Collection entries:
↓

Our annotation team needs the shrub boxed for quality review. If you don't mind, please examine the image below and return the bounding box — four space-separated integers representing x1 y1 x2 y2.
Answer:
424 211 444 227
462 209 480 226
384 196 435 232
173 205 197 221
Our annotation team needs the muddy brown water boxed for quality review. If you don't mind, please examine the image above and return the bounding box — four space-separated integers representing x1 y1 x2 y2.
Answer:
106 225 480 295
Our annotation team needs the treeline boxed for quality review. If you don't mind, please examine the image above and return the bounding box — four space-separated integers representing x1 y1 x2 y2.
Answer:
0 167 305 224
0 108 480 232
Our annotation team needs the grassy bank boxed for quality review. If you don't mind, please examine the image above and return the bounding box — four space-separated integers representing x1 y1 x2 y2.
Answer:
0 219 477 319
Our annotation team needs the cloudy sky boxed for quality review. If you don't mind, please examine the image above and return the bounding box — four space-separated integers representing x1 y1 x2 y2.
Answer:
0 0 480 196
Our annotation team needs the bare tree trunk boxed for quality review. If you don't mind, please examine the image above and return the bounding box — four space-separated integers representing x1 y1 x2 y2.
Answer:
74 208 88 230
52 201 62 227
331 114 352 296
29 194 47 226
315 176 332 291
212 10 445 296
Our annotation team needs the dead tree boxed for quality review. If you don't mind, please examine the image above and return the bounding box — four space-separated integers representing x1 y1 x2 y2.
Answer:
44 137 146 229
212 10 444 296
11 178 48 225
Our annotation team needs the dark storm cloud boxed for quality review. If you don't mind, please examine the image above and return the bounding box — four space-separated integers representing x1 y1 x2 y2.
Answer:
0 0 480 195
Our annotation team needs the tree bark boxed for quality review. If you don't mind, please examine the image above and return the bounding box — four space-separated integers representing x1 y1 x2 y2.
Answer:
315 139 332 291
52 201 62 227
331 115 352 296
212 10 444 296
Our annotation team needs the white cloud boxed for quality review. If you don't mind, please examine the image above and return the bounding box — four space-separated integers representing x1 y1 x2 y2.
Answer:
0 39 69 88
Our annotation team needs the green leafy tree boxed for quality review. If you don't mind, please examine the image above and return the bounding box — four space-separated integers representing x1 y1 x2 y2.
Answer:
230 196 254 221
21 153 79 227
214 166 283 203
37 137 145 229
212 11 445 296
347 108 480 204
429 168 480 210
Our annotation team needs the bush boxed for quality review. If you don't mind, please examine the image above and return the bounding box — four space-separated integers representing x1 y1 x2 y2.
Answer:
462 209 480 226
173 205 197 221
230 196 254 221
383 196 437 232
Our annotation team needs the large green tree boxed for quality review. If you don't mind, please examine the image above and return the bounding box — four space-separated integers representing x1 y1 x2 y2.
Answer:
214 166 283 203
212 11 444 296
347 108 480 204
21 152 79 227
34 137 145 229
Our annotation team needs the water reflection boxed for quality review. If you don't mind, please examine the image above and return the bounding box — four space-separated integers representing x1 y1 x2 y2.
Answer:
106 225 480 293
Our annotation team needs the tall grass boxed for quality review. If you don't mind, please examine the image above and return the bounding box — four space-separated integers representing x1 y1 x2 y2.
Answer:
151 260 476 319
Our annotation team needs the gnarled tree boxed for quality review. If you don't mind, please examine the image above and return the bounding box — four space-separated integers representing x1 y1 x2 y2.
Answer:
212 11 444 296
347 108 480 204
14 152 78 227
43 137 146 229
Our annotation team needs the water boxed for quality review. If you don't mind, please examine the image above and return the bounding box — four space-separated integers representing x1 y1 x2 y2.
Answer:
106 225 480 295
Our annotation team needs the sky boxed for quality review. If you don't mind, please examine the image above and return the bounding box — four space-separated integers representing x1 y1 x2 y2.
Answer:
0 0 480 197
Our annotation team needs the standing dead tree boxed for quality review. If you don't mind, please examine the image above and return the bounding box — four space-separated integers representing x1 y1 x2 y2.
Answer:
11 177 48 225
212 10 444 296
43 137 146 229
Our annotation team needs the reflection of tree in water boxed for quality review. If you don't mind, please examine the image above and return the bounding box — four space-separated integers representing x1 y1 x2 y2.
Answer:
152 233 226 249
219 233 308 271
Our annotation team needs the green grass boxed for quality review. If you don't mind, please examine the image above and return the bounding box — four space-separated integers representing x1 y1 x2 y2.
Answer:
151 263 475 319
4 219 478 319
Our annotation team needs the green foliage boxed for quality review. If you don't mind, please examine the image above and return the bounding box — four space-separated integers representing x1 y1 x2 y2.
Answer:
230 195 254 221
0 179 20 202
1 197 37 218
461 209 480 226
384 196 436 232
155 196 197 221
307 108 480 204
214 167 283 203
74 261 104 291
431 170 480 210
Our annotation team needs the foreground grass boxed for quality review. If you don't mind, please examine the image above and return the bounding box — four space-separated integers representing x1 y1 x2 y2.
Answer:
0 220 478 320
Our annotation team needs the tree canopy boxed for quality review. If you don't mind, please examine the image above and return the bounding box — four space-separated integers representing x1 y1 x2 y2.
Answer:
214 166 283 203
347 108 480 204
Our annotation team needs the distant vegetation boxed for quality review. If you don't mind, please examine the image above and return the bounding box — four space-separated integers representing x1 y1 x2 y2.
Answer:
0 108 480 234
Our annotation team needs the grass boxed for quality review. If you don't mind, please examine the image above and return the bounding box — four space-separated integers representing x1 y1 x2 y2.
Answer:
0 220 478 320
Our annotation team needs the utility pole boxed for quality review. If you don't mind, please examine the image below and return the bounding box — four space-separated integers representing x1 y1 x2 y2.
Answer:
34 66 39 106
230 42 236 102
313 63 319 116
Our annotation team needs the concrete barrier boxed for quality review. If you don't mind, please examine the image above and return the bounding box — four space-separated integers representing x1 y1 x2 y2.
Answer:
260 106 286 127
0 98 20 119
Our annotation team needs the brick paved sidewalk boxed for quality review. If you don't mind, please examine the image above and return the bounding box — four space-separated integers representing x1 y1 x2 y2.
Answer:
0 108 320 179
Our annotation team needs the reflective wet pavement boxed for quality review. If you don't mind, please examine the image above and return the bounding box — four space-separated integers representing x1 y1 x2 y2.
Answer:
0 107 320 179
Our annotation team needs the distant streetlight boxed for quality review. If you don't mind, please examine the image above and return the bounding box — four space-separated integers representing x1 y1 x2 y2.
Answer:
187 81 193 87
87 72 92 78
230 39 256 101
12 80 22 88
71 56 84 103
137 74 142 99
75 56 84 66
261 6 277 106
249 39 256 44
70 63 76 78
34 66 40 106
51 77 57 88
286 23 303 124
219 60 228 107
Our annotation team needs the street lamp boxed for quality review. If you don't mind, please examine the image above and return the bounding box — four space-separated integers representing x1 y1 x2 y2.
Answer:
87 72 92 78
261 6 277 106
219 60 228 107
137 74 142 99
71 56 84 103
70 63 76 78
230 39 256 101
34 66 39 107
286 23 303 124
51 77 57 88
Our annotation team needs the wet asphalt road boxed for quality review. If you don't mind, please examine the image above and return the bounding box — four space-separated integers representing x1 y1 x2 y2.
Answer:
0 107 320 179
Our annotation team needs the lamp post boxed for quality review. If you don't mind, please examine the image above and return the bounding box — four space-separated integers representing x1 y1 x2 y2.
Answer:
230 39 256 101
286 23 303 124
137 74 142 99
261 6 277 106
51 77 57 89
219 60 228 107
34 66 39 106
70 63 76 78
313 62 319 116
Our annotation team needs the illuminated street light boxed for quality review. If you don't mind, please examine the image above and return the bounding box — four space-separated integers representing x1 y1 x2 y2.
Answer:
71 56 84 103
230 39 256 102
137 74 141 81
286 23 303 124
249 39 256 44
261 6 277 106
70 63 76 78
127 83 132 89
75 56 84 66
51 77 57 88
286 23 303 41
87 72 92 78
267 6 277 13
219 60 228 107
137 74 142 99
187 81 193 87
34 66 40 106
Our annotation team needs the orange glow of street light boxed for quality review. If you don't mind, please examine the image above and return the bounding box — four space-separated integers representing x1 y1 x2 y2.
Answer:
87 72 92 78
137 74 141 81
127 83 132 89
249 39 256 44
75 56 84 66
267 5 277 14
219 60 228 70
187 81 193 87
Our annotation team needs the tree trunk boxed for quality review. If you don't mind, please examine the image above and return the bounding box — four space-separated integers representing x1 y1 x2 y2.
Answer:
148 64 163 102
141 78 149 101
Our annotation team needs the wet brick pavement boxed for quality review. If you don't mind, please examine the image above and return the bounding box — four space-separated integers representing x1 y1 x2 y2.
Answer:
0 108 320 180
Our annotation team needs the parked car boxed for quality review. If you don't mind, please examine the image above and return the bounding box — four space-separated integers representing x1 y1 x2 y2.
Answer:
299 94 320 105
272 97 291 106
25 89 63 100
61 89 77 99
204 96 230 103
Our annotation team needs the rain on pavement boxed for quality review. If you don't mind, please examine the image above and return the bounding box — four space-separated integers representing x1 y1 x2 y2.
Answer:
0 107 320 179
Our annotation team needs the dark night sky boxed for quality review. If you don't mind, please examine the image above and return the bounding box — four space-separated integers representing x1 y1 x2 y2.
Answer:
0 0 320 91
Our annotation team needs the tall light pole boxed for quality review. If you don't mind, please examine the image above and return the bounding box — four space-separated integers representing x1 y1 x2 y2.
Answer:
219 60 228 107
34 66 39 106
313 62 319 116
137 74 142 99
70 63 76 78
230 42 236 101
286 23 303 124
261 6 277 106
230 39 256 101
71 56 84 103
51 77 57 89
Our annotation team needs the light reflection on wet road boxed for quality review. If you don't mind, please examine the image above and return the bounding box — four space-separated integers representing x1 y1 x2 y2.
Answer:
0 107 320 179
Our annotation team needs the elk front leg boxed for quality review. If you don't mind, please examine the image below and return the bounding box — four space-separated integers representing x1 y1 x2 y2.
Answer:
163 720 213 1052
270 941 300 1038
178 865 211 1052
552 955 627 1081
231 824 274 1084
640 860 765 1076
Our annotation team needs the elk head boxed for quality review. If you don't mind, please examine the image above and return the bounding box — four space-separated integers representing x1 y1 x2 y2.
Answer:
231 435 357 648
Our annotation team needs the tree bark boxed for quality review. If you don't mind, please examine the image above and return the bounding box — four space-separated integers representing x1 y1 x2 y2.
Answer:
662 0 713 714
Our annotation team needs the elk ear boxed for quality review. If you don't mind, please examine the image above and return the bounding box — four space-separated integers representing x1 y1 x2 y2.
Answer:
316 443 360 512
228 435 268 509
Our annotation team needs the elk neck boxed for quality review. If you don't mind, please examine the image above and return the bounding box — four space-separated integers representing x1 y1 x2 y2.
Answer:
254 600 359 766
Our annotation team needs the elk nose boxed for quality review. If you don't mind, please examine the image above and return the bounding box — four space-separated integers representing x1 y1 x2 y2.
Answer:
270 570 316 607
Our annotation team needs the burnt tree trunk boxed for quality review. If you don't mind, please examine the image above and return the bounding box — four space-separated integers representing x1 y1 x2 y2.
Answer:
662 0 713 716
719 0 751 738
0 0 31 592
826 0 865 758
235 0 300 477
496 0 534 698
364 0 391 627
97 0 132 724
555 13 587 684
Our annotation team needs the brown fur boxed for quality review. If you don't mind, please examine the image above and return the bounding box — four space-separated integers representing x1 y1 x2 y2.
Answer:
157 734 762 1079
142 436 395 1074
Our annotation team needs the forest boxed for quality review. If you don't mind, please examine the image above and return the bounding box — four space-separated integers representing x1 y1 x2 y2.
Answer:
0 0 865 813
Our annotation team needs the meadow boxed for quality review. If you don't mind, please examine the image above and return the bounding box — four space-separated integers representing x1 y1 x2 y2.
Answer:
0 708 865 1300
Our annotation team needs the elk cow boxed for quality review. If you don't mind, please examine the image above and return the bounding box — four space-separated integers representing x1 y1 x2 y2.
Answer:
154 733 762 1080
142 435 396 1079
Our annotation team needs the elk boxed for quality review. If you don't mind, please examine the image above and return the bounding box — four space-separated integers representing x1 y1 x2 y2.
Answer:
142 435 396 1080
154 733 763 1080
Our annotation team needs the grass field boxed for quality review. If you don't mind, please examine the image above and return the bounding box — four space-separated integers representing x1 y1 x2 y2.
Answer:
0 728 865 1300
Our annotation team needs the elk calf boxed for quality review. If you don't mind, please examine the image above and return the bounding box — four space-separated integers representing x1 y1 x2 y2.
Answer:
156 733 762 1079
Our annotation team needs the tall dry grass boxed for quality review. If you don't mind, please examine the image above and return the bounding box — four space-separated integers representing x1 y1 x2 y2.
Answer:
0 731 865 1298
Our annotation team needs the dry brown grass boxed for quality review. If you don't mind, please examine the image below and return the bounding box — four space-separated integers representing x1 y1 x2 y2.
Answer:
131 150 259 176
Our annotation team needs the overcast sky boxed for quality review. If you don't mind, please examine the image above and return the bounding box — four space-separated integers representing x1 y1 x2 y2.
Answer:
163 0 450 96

↑

Written instruction: Reproduce the records from their first line through the line with "384 196 435 232", replacing "shrub" with "bush" and leaving everything else as it is.

Reply to the exercise:
Our annotation team needs the bush boxed for quality review. If you don't mind, please examine the image below and return the bounding box — four space-separated integers representing x1 y1 x2 y2.
Answer:
424 211 444 227
462 209 480 226
384 196 435 232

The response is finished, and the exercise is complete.